▶ Short exercise: Make an exact copy of the lines below.

(Data entries)

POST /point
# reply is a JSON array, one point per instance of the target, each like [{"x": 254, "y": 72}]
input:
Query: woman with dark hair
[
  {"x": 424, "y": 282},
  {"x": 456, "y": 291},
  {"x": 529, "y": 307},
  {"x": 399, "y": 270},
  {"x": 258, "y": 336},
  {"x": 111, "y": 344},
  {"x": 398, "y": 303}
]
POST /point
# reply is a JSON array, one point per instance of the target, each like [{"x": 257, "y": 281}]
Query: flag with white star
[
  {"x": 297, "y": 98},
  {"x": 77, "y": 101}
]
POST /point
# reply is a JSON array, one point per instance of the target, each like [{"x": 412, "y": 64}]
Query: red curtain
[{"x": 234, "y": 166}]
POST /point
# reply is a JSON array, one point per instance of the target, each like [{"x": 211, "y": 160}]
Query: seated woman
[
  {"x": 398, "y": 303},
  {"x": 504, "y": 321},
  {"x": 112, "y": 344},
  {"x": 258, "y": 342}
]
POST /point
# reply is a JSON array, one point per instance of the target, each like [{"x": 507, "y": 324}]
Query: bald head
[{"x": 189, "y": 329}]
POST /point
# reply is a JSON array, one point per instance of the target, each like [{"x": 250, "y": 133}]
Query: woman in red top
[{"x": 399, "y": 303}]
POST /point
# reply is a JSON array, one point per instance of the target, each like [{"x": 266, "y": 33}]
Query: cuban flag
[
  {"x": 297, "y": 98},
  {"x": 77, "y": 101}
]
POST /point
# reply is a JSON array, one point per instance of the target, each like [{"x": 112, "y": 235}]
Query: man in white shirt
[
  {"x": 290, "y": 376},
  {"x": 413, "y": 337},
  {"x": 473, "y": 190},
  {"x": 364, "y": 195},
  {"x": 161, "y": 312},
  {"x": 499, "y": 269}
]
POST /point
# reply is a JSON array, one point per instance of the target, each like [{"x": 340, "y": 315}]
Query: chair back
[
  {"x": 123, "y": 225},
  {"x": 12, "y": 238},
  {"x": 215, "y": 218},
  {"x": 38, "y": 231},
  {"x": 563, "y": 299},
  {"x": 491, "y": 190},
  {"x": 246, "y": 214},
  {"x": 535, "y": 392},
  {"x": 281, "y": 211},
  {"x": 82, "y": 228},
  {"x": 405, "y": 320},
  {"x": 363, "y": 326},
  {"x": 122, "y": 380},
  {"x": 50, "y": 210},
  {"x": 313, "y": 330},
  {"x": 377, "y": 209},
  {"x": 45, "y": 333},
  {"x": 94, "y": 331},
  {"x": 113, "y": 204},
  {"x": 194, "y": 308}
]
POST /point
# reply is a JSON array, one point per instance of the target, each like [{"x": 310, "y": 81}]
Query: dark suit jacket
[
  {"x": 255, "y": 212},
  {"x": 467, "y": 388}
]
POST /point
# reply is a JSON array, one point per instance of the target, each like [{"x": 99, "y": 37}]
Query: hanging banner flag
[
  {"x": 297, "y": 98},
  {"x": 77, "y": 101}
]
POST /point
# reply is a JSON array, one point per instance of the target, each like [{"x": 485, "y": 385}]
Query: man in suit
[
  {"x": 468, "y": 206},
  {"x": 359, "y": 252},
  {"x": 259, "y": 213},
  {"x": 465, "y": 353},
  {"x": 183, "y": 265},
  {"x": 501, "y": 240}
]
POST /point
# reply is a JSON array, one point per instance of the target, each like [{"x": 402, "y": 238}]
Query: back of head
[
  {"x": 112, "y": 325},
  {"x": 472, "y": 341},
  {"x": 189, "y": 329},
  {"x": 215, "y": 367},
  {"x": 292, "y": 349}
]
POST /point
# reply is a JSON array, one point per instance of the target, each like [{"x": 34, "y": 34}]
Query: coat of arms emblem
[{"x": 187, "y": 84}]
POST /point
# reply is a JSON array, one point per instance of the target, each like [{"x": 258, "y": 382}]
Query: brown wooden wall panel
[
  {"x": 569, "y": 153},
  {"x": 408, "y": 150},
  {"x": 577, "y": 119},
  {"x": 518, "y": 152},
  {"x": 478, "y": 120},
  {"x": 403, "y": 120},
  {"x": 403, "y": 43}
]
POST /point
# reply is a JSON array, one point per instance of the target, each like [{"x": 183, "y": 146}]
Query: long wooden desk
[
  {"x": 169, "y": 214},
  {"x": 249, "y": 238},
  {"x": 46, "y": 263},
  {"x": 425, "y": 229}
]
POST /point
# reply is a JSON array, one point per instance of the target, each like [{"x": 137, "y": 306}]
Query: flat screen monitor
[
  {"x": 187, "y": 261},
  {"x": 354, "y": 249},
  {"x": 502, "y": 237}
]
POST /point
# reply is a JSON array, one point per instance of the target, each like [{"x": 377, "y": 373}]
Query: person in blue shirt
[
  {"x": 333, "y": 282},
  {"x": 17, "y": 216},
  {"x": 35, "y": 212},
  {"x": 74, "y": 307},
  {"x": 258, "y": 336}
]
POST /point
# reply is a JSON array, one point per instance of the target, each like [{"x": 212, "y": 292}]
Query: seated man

▶ Exercise result:
POST /point
# reply is a JSON array, one point per instance of the target, each like [{"x": 254, "y": 72}]
input:
Query: woman with dark hair
[
  {"x": 424, "y": 282},
  {"x": 456, "y": 291},
  {"x": 529, "y": 307},
  {"x": 399, "y": 270},
  {"x": 258, "y": 336},
  {"x": 111, "y": 344},
  {"x": 398, "y": 303}
]
POST /point
# reply is a JSON array, one point per instance of the target, each like [{"x": 257, "y": 281}]
Query: flag with white star
[
  {"x": 297, "y": 98},
  {"x": 77, "y": 101}
]
POST /point
# reply is a JSON array, one point per instance of the target, each like [{"x": 412, "y": 64}]
Query: red curtain
[{"x": 234, "y": 166}]
POST /point
# reply is a JSON array, one point per instance of the target, each like [{"x": 211, "y": 160}]
Query: seated woman
[
  {"x": 398, "y": 303},
  {"x": 504, "y": 321},
  {"x": 112, "y": 344},
  {"x": 258, "y": 342}
]
POST /point
# reply is a JSON array, one point per instance of the target, each like [{"x": 507, "y": 324}]
Query: bald head
[{"x": 189, "y": 329}]
POST /point
# reply is a JSON array, one point per instance of the target, each like [{"x": 250, "y": 133}]
Query: woman in red top
[{"x": 399, "y": 303}]
POST /point
# reply is a JSON array, one point per instance of the target, each like [{"x": 266, "y": 33}]
Query: cuban flag
[
  {"x": 297, "y": 98},
  {"x": 77, "y": 101}
]
POST /point
# reply is a JSON array, one point per instance of the target, each like [{"x": 112, "y": 235}]
Query: man in white shirt
[
  {"x": 290, "y": 376},
  {"x": 413, "y": 337},
  {"x": 473, "y": 190},
  {"x": 364, "y": 195},
  {"x": 161, "y": 312},
  {"x": 499, "y": 269}
]
POST /point
# reply is a JSON array, one point per instance of the target, each like [{"x": 340, "y": 315}]
Query: chair back
[
  {"x": 123, "y": 225},
  {"x": 12, "y": 238},
  {"x": 215, "y": 218},
  {"x": 38, "y": 231},
  {"x": 563, "y": 299},
  {"x": 491, "y": 190},
  {"x": 246, "y": 214},
  {"x": 535, "y": 392},
  {"x": 281, "y": 211},
  {"x": 82, "y": 228},
  {"x": 405, "y": 320},
  {"x": 363, "y": 326},
  {"x": 122, "y": 380},
  {"x": 50, "y": 210},
  {"x": 313, "y": 330},
  {"x": 377, "y": 209},
  {"x": 45, "y": 333},
  {"x": 94, "y": 331},
  {"x": 113, "y": 204},
  {"x": 194, "y": 308}
]
POST /point
# reply is a JSON array, one point per instance of the target, each like [{"x": 310, "y": 81}]
Query: dark suit jacket
[
  {"x": 255, "y": 212},
  {"x": 467, "y": 388}
]
POST /point
# reply is a JSON array, one point per instance of the target, each like [{"x": 99, "y": 37}]
Query: hanging banner flag
[
  {"x": 297, "y": 98},
  {"x": 77, "y": 101}
]
POST /point
# reply is a JSON array, one point per instance of the target, each like [{"x": 485, "y": 385}]
Query: man in suit
[
  {"x": 468, "y": 206},
  {"x": 359, "y": 252},
  {"x": 259, "y": 213},
  {"x": 465, "y": 353},
  {"x": 183, "y": 265},
  {"x": 501, "y": 240}
]
POST /point
# reply is a JSON array, one point per instance of the target, each like [{"x": 402, "y": 238}]
Query: back of head
[
  {"x": 112, "y": 325},
  {"x": 472, "y": 341},
  {"x": 189, "y": 329},
  {"x": 215, "y": 367},
  {"x": 292, "y": 349}
]
POST /point
# reply is a JSON array, one point per instance of the target, each like [{"x": 34, "y": 34}]
Query: coat of arms emblem
[{"x": 187, "y": 84}]
POST /point
# reply is a JSON array, one point per instance of the target, each like [{"x": 258, "y": 382}]
Query: brown wooden wall panel
[
  {"x": 569, "y": 153},
  {"x": 408, "y": 150},
  {"x": 577, "y": 119},
  {"x": 518, "y": 152},
  {"x": 478, "y": 120},
  {"x": 403, "y": 120},
  {"x": 403, "y": 43}
]
POST /point
# reply is a JSON array, one point per instance of the target, each like [{"x": 183, "y": 146}]
Query: long wooden desk
[
  {"x": 169, "y": 214},
  {"x": 249, "y": 238},
  {"x": 46, "y": 263},
  {"x": 425, "y": 229}
]
POST /point
# reply is a JSON array, one point per instance of the target, each like [{"x": 137, "y": 306}]
Query: flat screen monitor
[
  {"x": 187, "y": 261},
  {"x": 354, "y": 249},
  {"x": 502, "y": 237}
]
POST /point
# reply is a JSON array, one point per instance of the target, each like [{"x": 377, "y": 373}]
Query: person in blue shirt
[
  {"x": 333, "y": 282},
  {"x": 17, "y": 216},
  {"x": 35, "y": 212},
  {"x": 74, "y": 307},
  {"x": 258, "y": 336}
]
POST /point
# reply is a JSON array, one point per instance of the target, each like [{"x": 212, "y": 292}]
Query: seated man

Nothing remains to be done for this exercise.